▶ [Stated problem 1]
From the passage on Utkal Grameen Bank, list every place where the bank has opened a regional office.
▶ [Stated problem 2]
Write out the passage on Utkal Grameen Bank from "The shareholders of" up to and including "of Odisha State.", substituting "merger" for "amalgamation".
▶ [Stated problem 3]
According to the passage on Utkal Grameen Bank, what percentage of the bank's shares does State Bank of India hold?

▶ [Supplied passage]

__________

Utkal Grameen Bank (UGB)  () is a Regional Rural Bank established on 1 November 2012 with the merger of Rushikulya Gramya Bank and Utkal Gramya Bank in terms of provisions of Regional Rural Banks Act 1976. The bank is sponsored by State Bank of India & is jointly Owned by the Government of India, Government of Odisha and SBI.It is under the ownership of Ministry of Finance , Government of India.

The shareholders of the Bank are Govt. of India (50%), State Bank of India (35%) and Govt. of Odisha (15%). The Bank is operating in 17 districts of Odisha State with its Head Office at Bolangir. Besides, the bank has seven Regional Offices in western and southern Odisha.

History
The bank was established on 1 November 2012 as an amalgamation of the Rushikulya and Utkal RRBs. At the time of amalgamation, Rushikulya bank had only 87 branches. It subsequently grew to a network of 442 branches, of which 360 are in remote rural areas. Apart from the head office at Bolangir, the bank has opened regional offices at Sambalpur, Rayagada, Phulbani, Bolangir, Bargarh, Bhawanipatna, Jeypore and Berhampur.

Presently, the Bank operates in 17 districts of Western and Southern Odisha, covering 63% of the geographical area and 48% of the total population of Odisha State.

Performance
The bank made a profit of Rs 9.01 Crore in the year 2011–12. The bank had a credit-deposit ratio of 59.5% at the time of amalgamation.

__________

▶ [Provided material]
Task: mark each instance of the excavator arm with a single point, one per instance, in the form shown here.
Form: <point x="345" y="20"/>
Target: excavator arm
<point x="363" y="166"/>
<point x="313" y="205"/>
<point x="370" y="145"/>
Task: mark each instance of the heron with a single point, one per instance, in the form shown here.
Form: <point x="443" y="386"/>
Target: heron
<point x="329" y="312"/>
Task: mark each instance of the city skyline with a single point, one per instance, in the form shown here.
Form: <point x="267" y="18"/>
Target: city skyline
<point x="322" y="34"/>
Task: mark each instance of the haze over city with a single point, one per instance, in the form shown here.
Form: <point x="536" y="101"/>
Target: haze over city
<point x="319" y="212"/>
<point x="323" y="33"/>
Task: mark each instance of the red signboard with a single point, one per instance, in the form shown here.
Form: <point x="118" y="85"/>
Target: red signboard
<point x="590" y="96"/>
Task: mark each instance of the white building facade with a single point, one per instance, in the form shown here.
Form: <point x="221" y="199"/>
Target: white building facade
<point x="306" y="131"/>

__________

▶ [Complete response 1]
Sambalpur, Rayagada, Phulbani, Bolangir, Bargarh, Bhawanipatna, Jeypore, Berhampur

▶ [Complete response 2]
The shareholders of the Bank are Govt. of India (50%), State Bank of India (35%) and Govt. of Odisha (15%). The Bank is operating in 17 districts of Odisha State with its Head Office at Bolangir. Besides, the bank has seven Regional Offices in western and southern Odisha.

History
The bank was established on 1 November 2012 as an merger of the Rushikulya and Utkal RRBs. At the time of merger, Rushikulya bank had only 87 branches. It subsequently grew to a network of 442 branches, of which 360 are in remote rural areas. Apart from the head office at Bolangir, the bank has opened regional offices at Sambalpur, Rayagada, Phulbani, Bolangir, Bargarh, Bhawanipatna, Jeypore and Berhampur.

Presently, the Bank operates in 17 districts of Western and Southern Odisha, covering 63% of the geographical area and 48% of the total population of Odisha State.

▶ [Complete response 3]
35%